Challenge:
Reproduce the entries below, swapping every occurrence of "rusty" for "corroded" and leaving all other text as it is.
***** Dataset excerpts *****
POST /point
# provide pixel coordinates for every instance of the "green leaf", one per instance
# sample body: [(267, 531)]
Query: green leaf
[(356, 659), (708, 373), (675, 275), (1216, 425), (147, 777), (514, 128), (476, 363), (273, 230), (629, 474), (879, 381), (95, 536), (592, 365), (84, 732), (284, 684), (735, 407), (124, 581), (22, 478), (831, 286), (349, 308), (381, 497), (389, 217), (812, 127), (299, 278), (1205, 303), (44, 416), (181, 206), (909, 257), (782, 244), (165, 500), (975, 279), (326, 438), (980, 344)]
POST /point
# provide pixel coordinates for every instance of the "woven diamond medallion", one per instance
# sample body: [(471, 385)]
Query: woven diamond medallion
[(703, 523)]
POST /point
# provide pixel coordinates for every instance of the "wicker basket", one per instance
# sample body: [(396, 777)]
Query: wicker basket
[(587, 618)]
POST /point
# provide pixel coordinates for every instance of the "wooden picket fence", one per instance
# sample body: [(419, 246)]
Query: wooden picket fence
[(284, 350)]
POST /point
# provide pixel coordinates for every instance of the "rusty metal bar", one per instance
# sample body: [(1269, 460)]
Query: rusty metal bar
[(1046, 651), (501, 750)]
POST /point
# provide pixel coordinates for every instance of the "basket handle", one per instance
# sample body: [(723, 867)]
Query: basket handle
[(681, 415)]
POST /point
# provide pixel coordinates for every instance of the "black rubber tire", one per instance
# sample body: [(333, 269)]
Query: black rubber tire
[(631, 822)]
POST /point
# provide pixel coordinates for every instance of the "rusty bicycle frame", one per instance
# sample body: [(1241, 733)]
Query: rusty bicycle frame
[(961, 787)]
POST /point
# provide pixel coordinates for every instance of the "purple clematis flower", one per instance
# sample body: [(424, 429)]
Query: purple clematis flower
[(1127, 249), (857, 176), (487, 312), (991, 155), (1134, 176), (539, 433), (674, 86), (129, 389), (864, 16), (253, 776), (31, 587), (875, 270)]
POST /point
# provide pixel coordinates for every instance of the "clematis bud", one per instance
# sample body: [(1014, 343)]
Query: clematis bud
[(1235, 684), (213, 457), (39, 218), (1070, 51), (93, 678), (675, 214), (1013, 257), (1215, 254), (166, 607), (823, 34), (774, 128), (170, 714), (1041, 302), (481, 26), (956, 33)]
*****
Output for this exercise:
POST /point
# provide pixel coordinates for every instance of the "green leaf", one per instance
# sample body: [(267, 531)]
Query: green leaf
[(356, 659), (708, 373), (675, 275), (1216, 425), (147, 777), (514, 128), (476, 363), (273, 230), (629, 474), (879, 381), (95, 536), (592, 365), (84, 732), (284, 684), (735, 407), (124, 581), (22, 478), (831, 286), (349, 308), (381, 497), (389, 217), (812, 127), (299, 278), (1205, 303), (44, 416), (181, 206), (909, 257), (782, 244), (165, 500), (975, 279), (326, 438), (980, 344)]
POST /point
# provide pixel coordinates for every instance of the "woven diamond medallion", one per instance
# sample body: [(471, 385)]
Query: woven diamond medallion
[(703, 523)]
POST /point
# provide pixel coordinates for every instance of the "wicker basket", one per instance
# sample body: [(396, 777)]
Query: wicker basket
[(587, 618)]
POST /point
# provide pixel coordinates for every instance of the "wooden picket fence", one per instance
# sample body: [(419, 246)]
Query: wooden picket fence
[(284, 350)]
POST /point
# provide pixel coordinates for every instance of the "corroded metal bar", one per instance
# sample body: [(1269, 460)]
Query: corroded metal bar
[(1046, 651), (501, 750)]
POST /point
# provide pixel coordinates for every instance of the "basket handle", one per instance
# sample body: [(723, 867)]
Query: basket handle
[(681, 415)]
POST /point
# provide pixel coordinates for every instance of the "black rubber tire", one per instance
# sample body: [(333, 269)]
Query: black rubber tire
[(631, 822)]
POST /point
# provide pixel coordinates for every instance of the "corroded bicycle frame", one per instance
# sample body: [(1241, 733)]
Query: corroded bicycle frame
[(961, 787)]
POST /point
# provide pixel coordinates for every instance of the "purple clematis flower", one per instance
# sample body: [(424, 429)]
Query: purple clematis flower
[(1127, 249), (857, 176), (487, 312), (991, 155), (1134, 176), (539, 433), (674, 86), (129, 389), (864, 16), (253, 776), (31, 587), (875, 270)]
POST /point
# provide pixel coordinates for every instance of the "clematis bud", one per instance
# sample body: [(1014, 343)]
Query: clematis bud
[(1235, 684), (213, 457), (39, 218), (1070, 51), (93, 678), (675, 214), (1013, 257), (1215, 254), (166, 607), (823, 34), (774, 128), (170, 714), (1041, 302), (481, 26), (956, 33)]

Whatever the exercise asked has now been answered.